Return all lines below containing the word "gray".

__________

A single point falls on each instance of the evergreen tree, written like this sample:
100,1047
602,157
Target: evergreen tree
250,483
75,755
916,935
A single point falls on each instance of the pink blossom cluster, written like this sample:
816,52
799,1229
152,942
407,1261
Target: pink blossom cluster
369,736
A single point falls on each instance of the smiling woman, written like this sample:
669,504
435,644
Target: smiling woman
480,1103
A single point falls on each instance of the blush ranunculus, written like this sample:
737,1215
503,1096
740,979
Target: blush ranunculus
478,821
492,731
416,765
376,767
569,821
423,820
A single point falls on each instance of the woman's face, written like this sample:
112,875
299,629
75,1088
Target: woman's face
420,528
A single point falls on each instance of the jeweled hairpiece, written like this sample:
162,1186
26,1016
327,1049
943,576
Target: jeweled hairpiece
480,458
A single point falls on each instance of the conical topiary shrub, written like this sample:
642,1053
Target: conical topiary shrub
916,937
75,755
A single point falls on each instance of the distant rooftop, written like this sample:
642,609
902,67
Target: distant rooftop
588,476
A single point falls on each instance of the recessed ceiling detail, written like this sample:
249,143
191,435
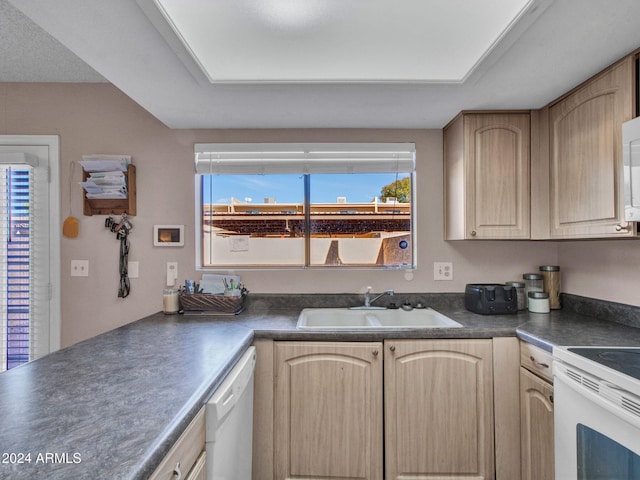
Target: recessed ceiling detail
340,41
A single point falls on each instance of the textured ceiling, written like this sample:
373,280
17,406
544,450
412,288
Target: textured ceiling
29,54
567,42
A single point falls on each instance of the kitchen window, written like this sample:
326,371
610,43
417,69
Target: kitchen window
29,245
305,205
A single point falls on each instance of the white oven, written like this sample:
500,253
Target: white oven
597,413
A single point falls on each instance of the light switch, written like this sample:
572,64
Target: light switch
133,270
79,268
442,271
172,273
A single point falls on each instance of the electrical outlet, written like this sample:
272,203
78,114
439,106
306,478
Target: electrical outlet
442,271
79,268
172,273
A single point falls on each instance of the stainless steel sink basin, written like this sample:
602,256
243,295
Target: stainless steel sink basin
349,319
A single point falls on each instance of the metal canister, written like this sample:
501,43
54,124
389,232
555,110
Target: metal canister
551,280
533,282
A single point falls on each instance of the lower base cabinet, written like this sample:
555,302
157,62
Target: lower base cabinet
536,415
438,409
328,410
187,457
437,421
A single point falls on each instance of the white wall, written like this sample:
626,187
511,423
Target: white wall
98,118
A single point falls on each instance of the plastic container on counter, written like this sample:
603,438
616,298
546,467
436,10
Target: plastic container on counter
539,302
551,280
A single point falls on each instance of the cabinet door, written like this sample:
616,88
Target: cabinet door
497,173
536,417
438,409
328,410
586,158
487,176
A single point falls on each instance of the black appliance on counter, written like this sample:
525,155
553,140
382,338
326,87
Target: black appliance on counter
490,298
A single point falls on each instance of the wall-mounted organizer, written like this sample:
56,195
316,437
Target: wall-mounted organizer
119,202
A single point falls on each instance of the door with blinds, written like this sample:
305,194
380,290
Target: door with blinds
29,248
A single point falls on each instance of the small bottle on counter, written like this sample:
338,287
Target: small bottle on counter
551,280
539,302
533,282
170,300
522,300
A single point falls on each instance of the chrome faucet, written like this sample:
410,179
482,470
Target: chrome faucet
369,298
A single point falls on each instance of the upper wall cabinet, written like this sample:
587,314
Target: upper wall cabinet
486,172
585,157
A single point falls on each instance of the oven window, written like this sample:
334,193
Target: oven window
600,458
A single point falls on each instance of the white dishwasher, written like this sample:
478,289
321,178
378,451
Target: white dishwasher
229,417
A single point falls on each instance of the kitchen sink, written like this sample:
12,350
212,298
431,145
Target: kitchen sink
385,319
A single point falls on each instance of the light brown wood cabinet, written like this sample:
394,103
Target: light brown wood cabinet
536,414
585,156
487,176
438,409
328,410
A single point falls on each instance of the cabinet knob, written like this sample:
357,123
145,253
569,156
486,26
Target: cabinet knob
537,363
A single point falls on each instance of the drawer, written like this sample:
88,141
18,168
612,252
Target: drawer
536,360
185,451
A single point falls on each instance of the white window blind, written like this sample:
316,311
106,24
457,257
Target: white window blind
282,158
24,248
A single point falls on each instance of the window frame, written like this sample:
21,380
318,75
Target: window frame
48,326
264,167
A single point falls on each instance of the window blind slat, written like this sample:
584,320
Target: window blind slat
257,158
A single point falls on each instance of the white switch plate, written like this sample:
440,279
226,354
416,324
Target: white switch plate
133,269
442,271
172,273
79,268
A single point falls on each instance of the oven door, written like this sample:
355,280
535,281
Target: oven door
597,434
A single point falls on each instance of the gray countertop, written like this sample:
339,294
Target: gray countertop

__________

Exercise response:
A single point falls on each instance of the gray countertop, written like this sample:
Target: gray countertop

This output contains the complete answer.